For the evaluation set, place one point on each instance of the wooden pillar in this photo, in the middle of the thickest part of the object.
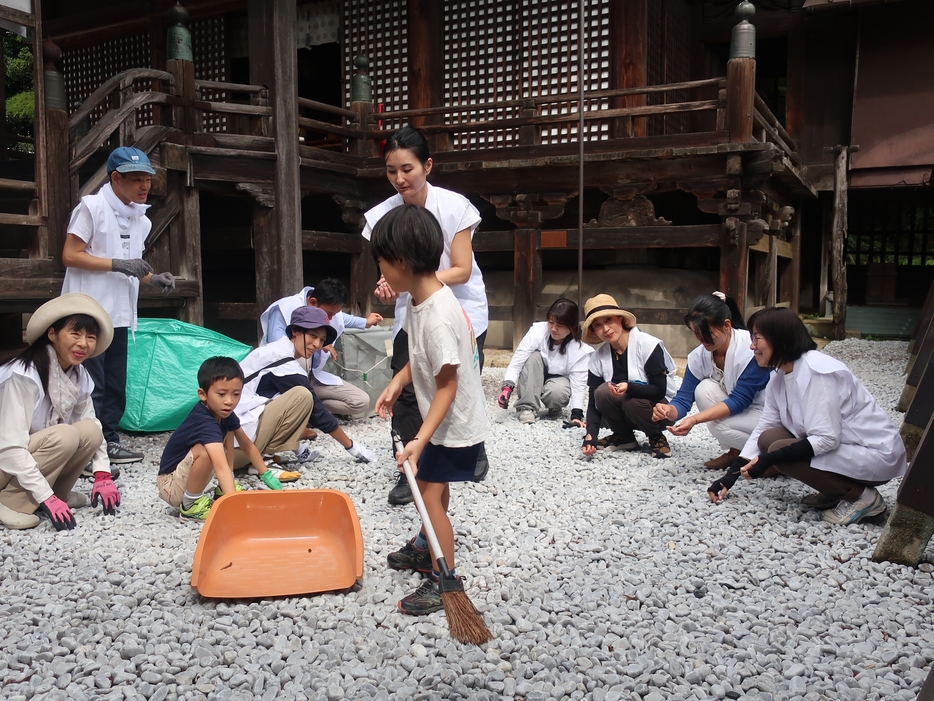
(734, 261)
(838, 245)
(277, 232)
(629, 22)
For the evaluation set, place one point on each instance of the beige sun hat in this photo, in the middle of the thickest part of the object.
(66, 305)
(599, 307)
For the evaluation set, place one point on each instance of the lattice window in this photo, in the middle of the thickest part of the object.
(891, 227)
(209, 48)
(668, 60)
(502, 51)
(86, 68)
(377, 29)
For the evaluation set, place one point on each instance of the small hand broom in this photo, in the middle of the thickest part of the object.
(465, 622)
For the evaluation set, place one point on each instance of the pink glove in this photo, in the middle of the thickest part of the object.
(504, 395)
(59, 513)
(106, 490)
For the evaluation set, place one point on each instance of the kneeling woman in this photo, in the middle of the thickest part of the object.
(48, 430)
(819, 425)
(549, 368)
(628, 375)
(722, 377)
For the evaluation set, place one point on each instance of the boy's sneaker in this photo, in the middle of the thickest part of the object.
(218, 492)
(426, 599)
(659, 446)
(410, 558)
(618, 441)
(199, 510)
(118, 455)
(847, 512)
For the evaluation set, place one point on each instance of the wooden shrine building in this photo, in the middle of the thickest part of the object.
(703, 137)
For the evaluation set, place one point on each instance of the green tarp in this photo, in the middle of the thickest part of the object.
(162, 371)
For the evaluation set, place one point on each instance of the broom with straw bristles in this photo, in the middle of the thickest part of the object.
(465, 622)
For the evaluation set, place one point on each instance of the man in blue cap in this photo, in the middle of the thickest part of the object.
(103, 256)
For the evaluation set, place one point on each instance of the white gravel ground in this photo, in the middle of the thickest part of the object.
(610, 579)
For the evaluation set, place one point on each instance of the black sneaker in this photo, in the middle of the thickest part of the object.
(659, 446)
(618, 441)
(410, 558)
(89, 473)
(426, 599)
(401, 494)
(119, 455)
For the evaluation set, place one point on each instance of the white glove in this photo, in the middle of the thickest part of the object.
(361, 452)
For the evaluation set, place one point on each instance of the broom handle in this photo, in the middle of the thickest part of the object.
(422, 510)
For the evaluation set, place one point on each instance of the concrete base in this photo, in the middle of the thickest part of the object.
(911, 437)
(908, 393)
(905, 536)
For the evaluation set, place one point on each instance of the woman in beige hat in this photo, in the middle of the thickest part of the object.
(628, 375)
(48, 430)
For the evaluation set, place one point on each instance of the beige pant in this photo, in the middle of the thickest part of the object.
(62, 452)
(345, 399)
(281, 424)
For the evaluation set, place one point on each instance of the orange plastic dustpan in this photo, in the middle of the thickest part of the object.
(278, 543)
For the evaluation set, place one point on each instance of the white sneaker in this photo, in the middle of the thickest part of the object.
(847, 512)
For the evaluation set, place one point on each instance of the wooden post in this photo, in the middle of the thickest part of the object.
(838, 244)
(629, 21)
(741, 77)
(277, 232)
(57, 152)
(734, 262)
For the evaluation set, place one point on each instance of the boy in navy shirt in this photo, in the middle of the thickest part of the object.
(203, 444)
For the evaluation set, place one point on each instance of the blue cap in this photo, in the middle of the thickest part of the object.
(308, 318)
(127, 159)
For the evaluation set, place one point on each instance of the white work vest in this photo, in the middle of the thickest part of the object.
(641, 346)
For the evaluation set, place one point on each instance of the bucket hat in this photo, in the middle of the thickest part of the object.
(66, 305)
(599, 307)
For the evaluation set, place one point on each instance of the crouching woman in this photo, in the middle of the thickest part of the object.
(819, 425)
(48, 430)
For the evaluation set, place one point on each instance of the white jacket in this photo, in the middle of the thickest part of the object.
(572, 365)
(848, 430)
(641, 346)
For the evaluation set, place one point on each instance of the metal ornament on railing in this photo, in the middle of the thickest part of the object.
(179, 36)
(743, 40)
(362, 87)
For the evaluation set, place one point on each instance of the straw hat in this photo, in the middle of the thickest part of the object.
(66, 305)
(599, 307)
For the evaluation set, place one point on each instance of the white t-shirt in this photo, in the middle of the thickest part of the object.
(454, 213)
(109, 233)
(440, 334)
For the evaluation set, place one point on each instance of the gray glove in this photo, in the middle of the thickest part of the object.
(164, 282)
(134, 267)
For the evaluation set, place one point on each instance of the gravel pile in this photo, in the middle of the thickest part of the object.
(609, 579)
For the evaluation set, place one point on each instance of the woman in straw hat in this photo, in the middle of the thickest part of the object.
(628, 375)
(48, 431)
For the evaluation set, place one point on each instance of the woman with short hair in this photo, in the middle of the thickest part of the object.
(819, 425)
(48, 430)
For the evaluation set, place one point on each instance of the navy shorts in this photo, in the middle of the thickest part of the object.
(439, 463)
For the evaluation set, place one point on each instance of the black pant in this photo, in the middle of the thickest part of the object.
(108, 370)
(406, 418)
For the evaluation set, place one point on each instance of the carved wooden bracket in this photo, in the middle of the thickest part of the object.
(529, 210)
(264, 195)
(351, 211)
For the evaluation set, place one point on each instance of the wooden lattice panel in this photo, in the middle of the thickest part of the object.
(86, 68)
(377, 29)
(500, 51)
(209, 49)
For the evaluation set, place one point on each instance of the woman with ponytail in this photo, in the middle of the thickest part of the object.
(722, 378)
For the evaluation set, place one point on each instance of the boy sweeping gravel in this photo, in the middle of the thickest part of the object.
(407, 244)
(203, 444)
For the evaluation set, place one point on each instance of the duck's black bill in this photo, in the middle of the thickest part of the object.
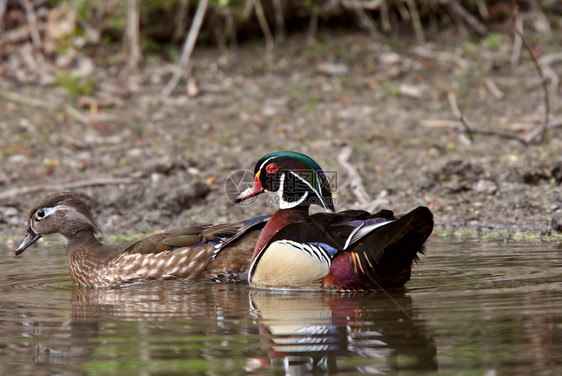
(30, 238)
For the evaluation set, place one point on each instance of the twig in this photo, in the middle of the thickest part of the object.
(312, 26)
(533, 135)
(416, 21)
(269, 41)
(364, 19)
(66, 186)
(550, 58)
(3, 5)
(187, 48)
(526, 141)
(541, 22)
(539, 72)
(355, 180)
(34, 102)
(517, 43)
(458, 10)
(279, 20)
(459, 115)
(32, 21)
(385, 17)
(180, 19)
(133, 26)
(493, 88)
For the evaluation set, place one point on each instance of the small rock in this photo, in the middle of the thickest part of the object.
(485, 186)
(332, 69)
(193, 89)
(414, 91)
(389, 58)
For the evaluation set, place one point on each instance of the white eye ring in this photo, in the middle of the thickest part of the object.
(42, 213)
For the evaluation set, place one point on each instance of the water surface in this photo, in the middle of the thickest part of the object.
(472, 308)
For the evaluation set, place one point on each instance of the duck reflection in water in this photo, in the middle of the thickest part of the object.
(298, 332)
(318, 333)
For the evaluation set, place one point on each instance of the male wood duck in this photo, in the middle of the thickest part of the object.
(194, 253)
(351, 250)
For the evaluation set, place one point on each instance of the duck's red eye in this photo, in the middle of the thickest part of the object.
(271, 168)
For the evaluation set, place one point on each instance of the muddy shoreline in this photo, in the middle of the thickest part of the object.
(388, 104)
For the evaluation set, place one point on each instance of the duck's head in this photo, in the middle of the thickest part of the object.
(296, 178)
(62, 213)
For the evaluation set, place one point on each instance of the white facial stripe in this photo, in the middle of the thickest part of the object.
(313, 190)
(49, 211)
(263, 164)
(285, 204)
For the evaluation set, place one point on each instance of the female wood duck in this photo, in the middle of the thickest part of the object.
(351, 250)
(194, 253)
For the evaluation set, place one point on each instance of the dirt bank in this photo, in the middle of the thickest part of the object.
(386, 98)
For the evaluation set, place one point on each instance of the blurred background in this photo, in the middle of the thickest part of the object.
(145, 108)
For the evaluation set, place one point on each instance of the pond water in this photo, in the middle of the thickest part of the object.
(471, 308)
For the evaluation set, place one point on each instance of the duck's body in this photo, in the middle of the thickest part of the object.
(192, 253)
(351, 250)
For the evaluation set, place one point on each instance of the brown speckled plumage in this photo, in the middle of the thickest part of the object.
(219, 253)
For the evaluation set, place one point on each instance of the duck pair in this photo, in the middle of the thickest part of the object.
(349, 250)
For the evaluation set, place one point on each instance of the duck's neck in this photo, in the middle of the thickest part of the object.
(280, 219)
(83, 244)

● The request
Repeat, word for word, every line from the line that contains "the duck's body" to the end of the entries; include both of those lines and no others.

● The result
For the evaluation set, place one point on each instance of the duck's body in this photo, in the middle of the thickest part of the object.
(192, 253)
(351, 250)
For the evaluation set, place one point on each instance of the brown speckled plumage in this photo, in the middle of the thickest part of the object.
(219, 253)
For the evaluation set, place one point on each instance of the duck pair in this photo, in the middle of the thickest part of the object.
(349, 250)
For the evaluation set, place one point on each instance of the duck's neck in this photo, in the middle of the thickest part of the object.
(280, 219)
(83, 244)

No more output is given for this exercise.